• _WORK ITEM_:
Filter the listing and keep only the lines with the word "that".

+ + +

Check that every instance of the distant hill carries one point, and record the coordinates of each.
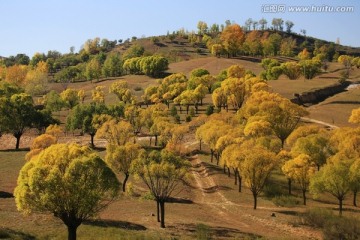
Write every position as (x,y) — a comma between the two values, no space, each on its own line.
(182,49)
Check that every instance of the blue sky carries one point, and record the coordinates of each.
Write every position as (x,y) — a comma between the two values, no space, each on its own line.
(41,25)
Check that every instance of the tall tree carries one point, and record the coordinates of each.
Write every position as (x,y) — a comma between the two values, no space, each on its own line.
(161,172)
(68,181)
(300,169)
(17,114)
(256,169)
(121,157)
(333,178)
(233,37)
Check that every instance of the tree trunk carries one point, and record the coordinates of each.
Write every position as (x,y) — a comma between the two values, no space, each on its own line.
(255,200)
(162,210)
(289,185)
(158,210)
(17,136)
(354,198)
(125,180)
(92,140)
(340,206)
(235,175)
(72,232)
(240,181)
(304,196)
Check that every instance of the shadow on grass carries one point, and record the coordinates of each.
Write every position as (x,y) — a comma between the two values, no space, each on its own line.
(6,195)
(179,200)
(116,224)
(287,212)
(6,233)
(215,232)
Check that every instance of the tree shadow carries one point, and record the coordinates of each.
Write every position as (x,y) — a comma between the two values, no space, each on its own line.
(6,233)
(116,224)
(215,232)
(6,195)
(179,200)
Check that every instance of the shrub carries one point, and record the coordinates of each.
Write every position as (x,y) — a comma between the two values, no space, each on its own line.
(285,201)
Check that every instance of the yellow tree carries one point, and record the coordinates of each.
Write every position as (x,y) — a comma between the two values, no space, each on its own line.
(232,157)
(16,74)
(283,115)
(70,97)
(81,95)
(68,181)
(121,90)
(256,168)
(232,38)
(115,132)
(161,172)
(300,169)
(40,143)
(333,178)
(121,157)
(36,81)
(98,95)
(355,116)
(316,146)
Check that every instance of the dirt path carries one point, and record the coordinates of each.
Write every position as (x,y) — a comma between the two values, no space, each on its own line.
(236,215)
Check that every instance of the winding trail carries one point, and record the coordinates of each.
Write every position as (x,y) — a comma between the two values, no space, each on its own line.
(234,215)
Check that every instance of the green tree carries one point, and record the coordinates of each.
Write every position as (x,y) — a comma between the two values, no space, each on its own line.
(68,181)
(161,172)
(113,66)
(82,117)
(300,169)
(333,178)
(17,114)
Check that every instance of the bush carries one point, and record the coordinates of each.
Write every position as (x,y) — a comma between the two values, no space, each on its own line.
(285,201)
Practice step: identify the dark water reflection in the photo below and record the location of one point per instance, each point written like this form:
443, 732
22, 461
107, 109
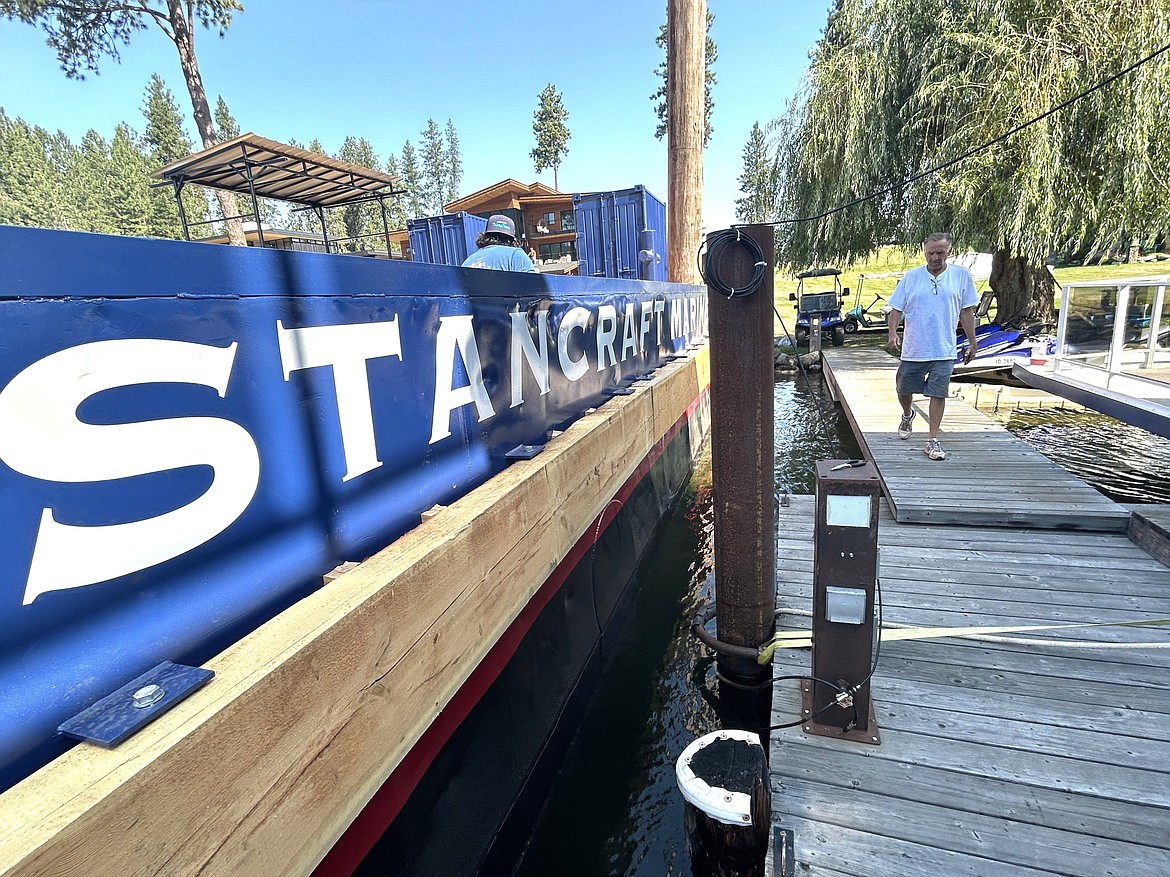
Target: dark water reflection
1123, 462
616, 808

+ + +

• _SOLUTION TO THE EXERCISE_:
Check that every instance of the distant hill carries one point, and record the coordinates of each.
Check that every instance of the blue sky carries one point, and record the coordinates of each.
Check that every instance of the tall tree carries one point, and record the coordinates of each.
Check that every instance of the tree trunk carries one point, and record the coordinates of each.
Check that every instance of the shadow on grass carries one point, and record the coordinates of each.
Check that every instance of the tree shadow carries one point, and record the coordinates of each.
Check that every instance of the shrub carries one point, and record the coordinates of each.
Check that every instance of the yellow tree carries one point, and record the coordinates of each.
Check that every instance of the dirt path carries one point, and record the coordinates of each.
Check that every instance of the winding trail carries one point, and record the coordinates of each.
Check that every instance of the green tree carries one point, and record the coordinates of each.
Check that every instance of the bush carries one point, and record the coordinates of each.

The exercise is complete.